• **Goal**: Write out the material below again, replacing every "Usage example" with "Sample case" and keeping everything else the same.

Collected data entries
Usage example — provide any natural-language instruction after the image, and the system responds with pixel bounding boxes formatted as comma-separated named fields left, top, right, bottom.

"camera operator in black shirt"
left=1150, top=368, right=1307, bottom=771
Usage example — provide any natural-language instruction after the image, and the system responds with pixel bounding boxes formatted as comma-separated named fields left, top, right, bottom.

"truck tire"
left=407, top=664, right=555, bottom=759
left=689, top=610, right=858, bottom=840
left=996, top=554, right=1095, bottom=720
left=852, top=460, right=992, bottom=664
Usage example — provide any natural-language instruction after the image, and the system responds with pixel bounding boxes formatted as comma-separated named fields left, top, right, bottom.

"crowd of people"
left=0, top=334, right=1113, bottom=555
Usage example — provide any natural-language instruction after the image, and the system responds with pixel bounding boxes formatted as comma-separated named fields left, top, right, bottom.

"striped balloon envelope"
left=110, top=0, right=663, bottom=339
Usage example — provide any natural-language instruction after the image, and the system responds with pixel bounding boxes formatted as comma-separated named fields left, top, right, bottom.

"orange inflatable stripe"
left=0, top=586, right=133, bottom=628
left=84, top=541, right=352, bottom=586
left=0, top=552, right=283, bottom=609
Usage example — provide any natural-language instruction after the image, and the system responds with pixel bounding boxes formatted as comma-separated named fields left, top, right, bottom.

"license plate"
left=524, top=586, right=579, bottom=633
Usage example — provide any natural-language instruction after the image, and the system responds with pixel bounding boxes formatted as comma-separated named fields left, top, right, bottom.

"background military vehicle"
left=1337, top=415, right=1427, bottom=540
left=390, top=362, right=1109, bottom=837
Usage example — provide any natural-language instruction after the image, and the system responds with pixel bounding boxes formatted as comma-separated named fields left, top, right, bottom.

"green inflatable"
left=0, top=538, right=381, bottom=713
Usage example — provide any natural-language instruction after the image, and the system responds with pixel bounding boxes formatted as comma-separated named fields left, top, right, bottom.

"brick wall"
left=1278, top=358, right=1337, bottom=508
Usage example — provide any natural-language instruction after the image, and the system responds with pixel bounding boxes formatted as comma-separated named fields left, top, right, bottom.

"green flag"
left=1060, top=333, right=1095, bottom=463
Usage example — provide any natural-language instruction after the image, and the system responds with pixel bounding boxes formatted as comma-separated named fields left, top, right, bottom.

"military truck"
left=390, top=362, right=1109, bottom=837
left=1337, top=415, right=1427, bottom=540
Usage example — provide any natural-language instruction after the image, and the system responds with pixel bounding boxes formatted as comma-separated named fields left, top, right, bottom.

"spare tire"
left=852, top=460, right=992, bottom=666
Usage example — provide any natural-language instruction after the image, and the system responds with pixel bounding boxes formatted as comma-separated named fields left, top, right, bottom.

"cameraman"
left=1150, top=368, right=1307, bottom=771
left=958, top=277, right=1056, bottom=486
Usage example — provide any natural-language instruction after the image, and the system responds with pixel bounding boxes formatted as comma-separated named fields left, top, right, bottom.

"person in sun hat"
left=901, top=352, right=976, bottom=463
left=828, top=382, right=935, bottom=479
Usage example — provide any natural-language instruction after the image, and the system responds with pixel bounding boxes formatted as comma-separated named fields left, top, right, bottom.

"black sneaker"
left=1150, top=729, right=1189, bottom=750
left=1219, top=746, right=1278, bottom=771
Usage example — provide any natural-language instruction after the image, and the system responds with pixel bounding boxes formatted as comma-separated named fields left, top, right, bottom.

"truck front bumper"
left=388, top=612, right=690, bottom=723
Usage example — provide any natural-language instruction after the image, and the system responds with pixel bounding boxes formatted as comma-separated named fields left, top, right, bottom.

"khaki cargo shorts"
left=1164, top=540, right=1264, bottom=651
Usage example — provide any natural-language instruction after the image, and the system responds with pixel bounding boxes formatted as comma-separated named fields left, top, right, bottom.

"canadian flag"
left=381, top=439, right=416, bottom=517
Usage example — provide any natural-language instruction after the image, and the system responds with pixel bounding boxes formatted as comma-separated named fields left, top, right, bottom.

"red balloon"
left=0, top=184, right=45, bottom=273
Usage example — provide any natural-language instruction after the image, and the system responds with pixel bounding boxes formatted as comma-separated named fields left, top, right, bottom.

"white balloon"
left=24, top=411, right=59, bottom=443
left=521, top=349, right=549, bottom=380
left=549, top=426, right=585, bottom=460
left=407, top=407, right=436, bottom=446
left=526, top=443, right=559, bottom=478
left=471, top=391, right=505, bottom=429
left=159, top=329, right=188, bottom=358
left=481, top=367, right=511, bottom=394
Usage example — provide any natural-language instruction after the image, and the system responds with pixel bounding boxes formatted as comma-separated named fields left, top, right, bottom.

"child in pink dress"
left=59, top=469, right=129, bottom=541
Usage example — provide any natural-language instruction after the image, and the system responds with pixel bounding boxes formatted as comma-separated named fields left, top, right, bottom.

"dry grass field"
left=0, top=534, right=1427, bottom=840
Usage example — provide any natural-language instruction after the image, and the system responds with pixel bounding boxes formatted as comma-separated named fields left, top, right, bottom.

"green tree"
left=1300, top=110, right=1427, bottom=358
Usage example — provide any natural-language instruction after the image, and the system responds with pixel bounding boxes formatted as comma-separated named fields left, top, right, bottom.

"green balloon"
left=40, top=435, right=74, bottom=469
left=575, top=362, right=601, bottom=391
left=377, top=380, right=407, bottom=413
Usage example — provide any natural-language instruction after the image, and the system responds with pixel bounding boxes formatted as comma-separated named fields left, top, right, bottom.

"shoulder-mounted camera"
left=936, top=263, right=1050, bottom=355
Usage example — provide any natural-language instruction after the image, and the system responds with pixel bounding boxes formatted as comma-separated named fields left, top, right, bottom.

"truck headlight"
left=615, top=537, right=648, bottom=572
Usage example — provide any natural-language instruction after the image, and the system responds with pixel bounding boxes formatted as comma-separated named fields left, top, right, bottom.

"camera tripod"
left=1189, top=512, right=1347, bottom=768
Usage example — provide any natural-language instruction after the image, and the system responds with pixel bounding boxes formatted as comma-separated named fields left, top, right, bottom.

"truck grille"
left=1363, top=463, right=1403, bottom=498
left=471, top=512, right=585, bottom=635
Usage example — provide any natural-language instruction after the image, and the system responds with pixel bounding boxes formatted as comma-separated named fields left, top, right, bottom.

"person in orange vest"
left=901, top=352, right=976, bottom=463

• **Solution to the exercise**:
Sample case — provide any natural-language instruction after the image, and the system responds with pixel bounding boxes formatted as comma-separated named fields left, top, right, bottom.

"camera operator in black shirt"
left=1150, top=368, right=1307, bottom=771
Sample case — provide any natural-language instruction after the image, and the system responds with pixel bounding boxes formatted as comma-separated named fields left, top, right, bottom.

"truck tire"
left=407, top=664, right=555, bottom=759
left=689, top=610, right=858, bottom=840
left=996, top=554, right=1095, bottom=720
left=852, top=460, right=992, bottom=664
Sample case — provide any natural-language instruction after the image, and the system responds with pixel bounding boxes formatted as comma-separated named fields left, top, right, bottom.

"crowd of people"
left=0, top=334, right=1113, bottom=555
Sample case — provide any natural-language instruction after the image, and the system responds with pixel bounding boxes formatted as comma-separated named fields left, top, right, bottom.

"striped balloon envelope"
left=110, top=0, right=663, bottom=339
Sample case — provide any natural-language instruction after the image, and the system responds with pixel bounding boxes formatted as comma-separated named fields left, top, right, bottom.

"orange inflatable stripe"
left=0, top=586, right=133, bottom=628
left=84, top=541, right=352, bottom=586
left=0, top=552, right=283, bottom=609
Sample case — provide any natural-language instruction after the image, and the system responds with pixel bounding boxes formatted as comma-separated named fields left, top, right, bottom.

"license plate"
left=524, top=586, right=579, bottom=633
Sample case — provide any natural-language instruction after the image, and the system responds with pixel bounding boxes formatted as comma-separated named fields left, top, right, bottom.

"background military vehicle"
left=1337, top=415, right=1427, bottom=540
left=390, top=362, right=1109, bottom=837
Sample case — provide any natural-language instruction after the image, and the system responds with pixel bounding boxes formatted as comma-separated named fields left, top, right, bottom.

"green inflatable"
left=0, top=538, right=381, bottom=713
Sample case — provide any natural-language instruction after the image, and the system responds with pixel bounding boxes formatted as comma-separated named fields left, top, right, bottom.

"brick wall"
left=1278, top=358, right=1337, bottom=508
Sample case — provide any natural-language instruction after the image, and the system responds with pixel bounding boxes formatted as comma-separated named fields left, top, right, bottom.

"green flag"
left=1060, top=333, right=1095, bottom=463
Sample case — provide any natural-language instruction after the image, and the system responds with pixel bounding boxes formatted as comma-separated named fields left, top, right, bottom.

"military truck"
left=390, top=362, right=1109, bottom=837
left=1337, top=415, right=1427, bottom=540
Sample case — provide any natural-language instruction after the image, and the system responds with pixel bounding boxes formatted as comma-separated named fields left, top, right, bottom.

"spare tire"
left=852, top=460, right=992, bottom=666
Sample case — provide any natural-language instruction after the image, and the system responds with pixel bounding boxes formatted as comma-separated named fields left, top, right, bottom.

"cameraman"
left=1150, top=368, right=1307, bottom=771
left=958, top=277, right=1056, bottom=486
Sample case — provide any natural-language instruction after the image, and the system responds with pixel bounding boxes formatted as comma-separated named fields left, top, right, bottom.

"person in sun hat"
left=901, top=352, right=976, bottom=463
left=828, top=382, right=935, bottom=479
Sample case — provide any natural-language instruction after the image, and the system responds with pixel bounding boxes formatted as comma-separated named fields left, top, right, bottom.

"black sneaker"
left=1150, top=729, right=1189, bottom=750
left=1219, top=746, right=1278, bottom=771
Sample case — provide any natural-language instruction after the image, and the system responds with pixel bounding boxes formatted as comma-separated named fields left, top, right, bottom.

"truck front bumper"
left=388, top=612, right=690, bottom=723
Sample case — provide any natural-language instruction after the image, and the system responds with pixel bounding boxes formatted as comma-separated named fields left, top, right, bottom.

"khaki cargo shorts"
left=1164, top=540, right=1264, bottom=651
Sample case — provide any natural-language instruction after the image, and the system responds with pixel bounding boxes formatted as comma-separated named fields left, top, right, bottom.

"canadian flag"
left=381, top=439, right=416, bottom=517
Sample case — provide any natural-language instruction after the image, and the system responds with pixel bounding boxes formatted as comma-separated named fields left, top, right, bottom.

"red balloon"
left=0, top=184, right=45, bottom=273
Sample case — provide any natural-language instruction after the image, and the system responds with pixel bounding boxes formatted as comma-separated named fields left, top, right, bottom.

"white balloon"
left=24, top=411, right=59, bottom=443
left=521, top=349, right=549, bottom=380
left=549, top=426, right=585, bottom=460
left=407, top=407, right=436, bottom=446
left=526, top=443, right=559, bottom=478
left=471, top=391, right=505, bottom=429
left=159, top=329, right=188, bottom=358
left=481, top=367, right=511, bottom=394
Sample case — provide any natural-language instruction after the image, and the system responds with pixel bounding boxes formatted as comma-separated named fields left, top, right, bottom.

"child in pink dress"
left=59, top=469, right=129, bottom=541
Sample case — provide any natural-language instruction after the image, and the system responds with pixel bounding boxes formatted as comma-separated named fields left, top, right, bottom.

"dry grass field"
left=0, top=534, right=1427, bottom=840
Sample case — provide any natural-language instruction after the image, and the system responds with pixel bounding boxes formatted as comma-separated named fields left, top, right, bottom.

"green tree"
left=1300, top=110, right=1427, bottom=358
Sample case — provide any natural-language instruction after the image, and the system responds with pixel bounding boxes formatted as comma-separated named fields left, top, right, bottom.

"green balloon"
left=40, top=435, right=74, bottom=469
left=575, top=362, right=601, bottom=391
left=377, top=380, right=407, bottom=413
Sample case — provide any natural-language instruction after the image, and the system responds with pixel bounding boxes formatted as comma-separated named fields left, top, right, bottom.

"shoulder-mounted camera"
left=936, top=263, right=1050, bottom=355
Sample case — provide any natural-language instruction after the image, and the system responds with pixel bounding boxes formatted as comma-separated named fields left, top, right, bottom.

"truck headlight"
left=615, top=537, right=648, bottom=572
Sample case — provide any natural-language instruction after the image, and the system responds with pixel bounding boxes formatted as comma-separated named fields left, top, right, bottom.

"camera tripod"
left=1189, top=512, right=1347, bottom=768
Sample case — provide any natural-language instruction after the image, and the system responds with pixel bounding boxes formatted as comma-separated named fields left, top, right, bottom.

"truck grille"
left=1363, top=463, right=1403, bottom=498
left=471, top=512, right=585, bottom=635
Sample case — provide any natural-language instruction after the image, and the system responds with pixel bounding boxes formatted as comma-separated named fields left, top, right, bottom.

"person in orange vest"
left=901, top=352, right=976, bottom=463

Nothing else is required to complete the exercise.